# Written request
Answer these questions about the mailing-list message on the postmaster bus error:
(a) What date does the message carry?
(b) What kind of machine has the writer been experimenting with?
(c) Which struct does the writer suggest changing?

# Selection
● ● ● ● ●

From: Alvaro Herrera <alvherre(at)alvh(dot)no-ip(dot)org>
To: Martin Pitt <martin(at)piware(dot)de>
Cc: Bugs <pgsql-patches(at)postgresql(dot)org>
Subject: Re: [BUGS] My investigations of the postmaster Bus error
Date: 2005-12-22 13:03:49
Message-ID: 20051222130349.GA20830@surnet.cl
Views: Raw Message | Whole Thread | Download mbox | Resend email
Lists: pgsql-bugs pgsql-patches

Hey Martin,

I've been playing with the MIPS machine a little and still haven't found
any _obvious_ cause for the problem. However I suspect that it may be
related to unaligned memory access, which _I think_ results in a SIGBUS
on MIPS. I haven't found any documentation on MIPS that would confirm
this however. I'm not sure exactly how would this by worked around; it
occurs to me that we'd have to change config_real to look like

struct config_real
{
enum {
struct config_generic gen;
double dummy;
} field1;

/* these fields must be set correctly in initial value: */
/* (all but reset_val are constants) */
double *variable;
...
}

though I'm not sure and I haven't tested it. (Of course a working patch
needs to change a few more places.) I'll do some more experiments and
I'll let you know.

● ● ● ● ●

[Records from a dataset]

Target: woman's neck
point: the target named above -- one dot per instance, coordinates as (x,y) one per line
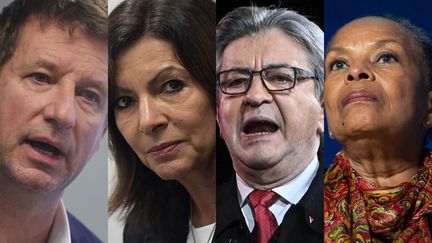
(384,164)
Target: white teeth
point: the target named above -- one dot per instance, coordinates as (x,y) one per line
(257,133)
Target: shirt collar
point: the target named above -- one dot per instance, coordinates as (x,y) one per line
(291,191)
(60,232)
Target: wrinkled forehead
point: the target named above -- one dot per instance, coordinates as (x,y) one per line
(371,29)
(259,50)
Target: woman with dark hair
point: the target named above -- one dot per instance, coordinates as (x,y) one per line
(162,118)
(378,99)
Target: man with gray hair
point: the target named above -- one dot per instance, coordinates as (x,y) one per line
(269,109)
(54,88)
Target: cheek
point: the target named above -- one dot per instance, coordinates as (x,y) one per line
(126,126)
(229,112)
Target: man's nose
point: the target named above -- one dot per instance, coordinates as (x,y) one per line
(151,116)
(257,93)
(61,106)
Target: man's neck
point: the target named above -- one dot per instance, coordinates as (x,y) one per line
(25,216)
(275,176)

● ● ● ● ●

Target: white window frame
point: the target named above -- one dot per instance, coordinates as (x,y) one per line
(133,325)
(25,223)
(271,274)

● ● ● ● ●

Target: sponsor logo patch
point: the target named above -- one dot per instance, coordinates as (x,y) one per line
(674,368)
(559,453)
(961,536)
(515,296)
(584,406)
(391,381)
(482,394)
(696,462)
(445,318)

● ● ● ● ●

# Task output
(a) 2005-12-22
(b) The MIPS machine
(c) config_real